EDISON CUBES ARE ****!


----------



## Stefan (Dec 4, 2009)

MichaelP. said:


> @ Stefan, what's wrong with that? I want to know that I'm getting an edison and not some other rip off.


Then ask him to confirm that you'll get an Edison, don't ask like you have no idea what the manufacturer is. Or... buy, and if it's not an Edison, withdraw the payment.


----------



## ~Phoenix Death~ (Dec 4, 2009)

First, lemme telepathically flip the guy.
Second, that's like Billy Mays selling a product he dislikes. Why the heck would he sell them then? *sigh*


----------



## thiJUMBA (Dec 4, 2009)

~Phoenix Death~ said:


> First, lemme telepathically flip the guy.
> Second, that's like Billy Mays selling a product he dislikes. Why the heck would he sell them then? *sigh*



to make some big money  
and wow... i thought edicubes were pro, so now i'm not getting it anymore


----------



## Tim Major (Dec 4, 2009)

Osaka said:


> MichaelP. said:
> 
> 
> > I don't believe I've ever bought a cube from you. I do have three edisons, but their from Ebay and Cubetalk. And I asked about the quality because the ones from ebay were horrible.
> ...



Ummm...... MichaelP, don't buy from him. This is his customer service. I bought from him, and I love my Edison (currently doesn't have stickers though) but I can't wait to get new stickers. He's a good seller, but maybe you shouldn't. It came in 2 days, and came with many extras. I got lollies, extra sticker set (brighter, and of really good quality), so I had a good buy, but maybe Edicubes has gone downhill.


----------



## hyunchoi98 (Dec 4, 2009)

MichaelP, 

If you really want to know the manufacturer of the edison cubes, I'll tell you!
(oh btw i live in Korea and edison cubes aren't $hit. they are crap.(better than $hit))

The manufacturer is Shin Kwang Sa or 신광사 in korean.


----------
^^^^^^^^
▸ **Exercise task a**: Please copy the listing, starting at the line containing "# test: locate the gold" and ending at its last line, and switch "gold statue" to "bronze statue", leaving everything else unchanged.

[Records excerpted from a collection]
^^^^^^^^
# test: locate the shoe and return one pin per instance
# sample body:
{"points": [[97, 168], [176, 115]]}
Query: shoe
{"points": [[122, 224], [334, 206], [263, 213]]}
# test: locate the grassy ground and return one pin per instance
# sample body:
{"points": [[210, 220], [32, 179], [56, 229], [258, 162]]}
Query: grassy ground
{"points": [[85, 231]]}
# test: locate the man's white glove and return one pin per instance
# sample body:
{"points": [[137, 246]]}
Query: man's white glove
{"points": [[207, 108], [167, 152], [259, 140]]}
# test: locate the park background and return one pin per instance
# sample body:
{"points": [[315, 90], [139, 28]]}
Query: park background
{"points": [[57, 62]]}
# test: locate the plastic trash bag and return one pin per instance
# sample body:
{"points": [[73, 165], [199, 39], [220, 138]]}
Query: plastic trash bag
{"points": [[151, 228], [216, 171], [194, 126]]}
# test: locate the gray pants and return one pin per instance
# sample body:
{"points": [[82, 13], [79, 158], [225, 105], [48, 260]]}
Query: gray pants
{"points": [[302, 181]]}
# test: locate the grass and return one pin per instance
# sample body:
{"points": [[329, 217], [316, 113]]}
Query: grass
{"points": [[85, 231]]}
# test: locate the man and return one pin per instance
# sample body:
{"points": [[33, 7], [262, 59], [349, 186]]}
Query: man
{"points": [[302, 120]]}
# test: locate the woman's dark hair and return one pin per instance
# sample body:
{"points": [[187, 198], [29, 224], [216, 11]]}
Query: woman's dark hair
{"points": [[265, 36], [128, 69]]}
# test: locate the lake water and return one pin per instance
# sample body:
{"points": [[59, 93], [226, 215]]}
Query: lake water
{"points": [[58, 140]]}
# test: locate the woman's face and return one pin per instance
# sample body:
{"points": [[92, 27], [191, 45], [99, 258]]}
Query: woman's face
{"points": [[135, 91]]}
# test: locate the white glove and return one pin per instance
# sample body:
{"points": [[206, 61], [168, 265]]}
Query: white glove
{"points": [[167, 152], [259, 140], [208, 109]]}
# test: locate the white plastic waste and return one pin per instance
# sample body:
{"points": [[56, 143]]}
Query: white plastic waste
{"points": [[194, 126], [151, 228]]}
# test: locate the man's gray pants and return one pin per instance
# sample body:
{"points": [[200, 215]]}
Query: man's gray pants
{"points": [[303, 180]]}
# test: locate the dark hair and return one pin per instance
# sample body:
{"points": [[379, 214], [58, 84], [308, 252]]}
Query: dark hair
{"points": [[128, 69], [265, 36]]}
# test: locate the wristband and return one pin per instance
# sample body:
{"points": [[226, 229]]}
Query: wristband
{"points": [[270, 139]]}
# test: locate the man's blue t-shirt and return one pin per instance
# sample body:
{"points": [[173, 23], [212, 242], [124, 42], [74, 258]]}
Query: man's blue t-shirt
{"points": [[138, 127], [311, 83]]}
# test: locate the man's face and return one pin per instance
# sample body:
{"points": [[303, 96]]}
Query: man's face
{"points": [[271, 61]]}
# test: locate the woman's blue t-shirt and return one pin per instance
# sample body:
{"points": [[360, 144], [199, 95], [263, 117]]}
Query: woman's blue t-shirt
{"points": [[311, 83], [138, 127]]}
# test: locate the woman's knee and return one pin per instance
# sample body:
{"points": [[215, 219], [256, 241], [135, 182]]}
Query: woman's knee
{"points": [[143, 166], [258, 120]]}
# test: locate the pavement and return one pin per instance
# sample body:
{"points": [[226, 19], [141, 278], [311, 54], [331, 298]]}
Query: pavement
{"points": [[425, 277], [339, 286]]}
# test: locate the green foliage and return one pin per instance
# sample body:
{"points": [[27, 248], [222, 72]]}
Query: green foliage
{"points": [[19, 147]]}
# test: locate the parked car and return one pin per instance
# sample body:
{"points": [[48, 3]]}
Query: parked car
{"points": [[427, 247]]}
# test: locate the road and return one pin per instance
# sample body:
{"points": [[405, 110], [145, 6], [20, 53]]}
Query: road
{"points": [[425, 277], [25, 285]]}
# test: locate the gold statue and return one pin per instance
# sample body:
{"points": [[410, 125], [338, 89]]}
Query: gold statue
^^^^^^^^
▸ **Exercise task b**: In the forum thread about Edison cubes, translate this sentence into Spanish: "It came in 2 days, and came with many extras."

▸ **Task response a**:
# test: locate the bronze statue and return one pin per instance
# sample body:
{"points": [[410, 125], [338, 89]]}
Query: bronze statue

▸ **Task response b**: Llegó en 2 días y vino con muchos extras.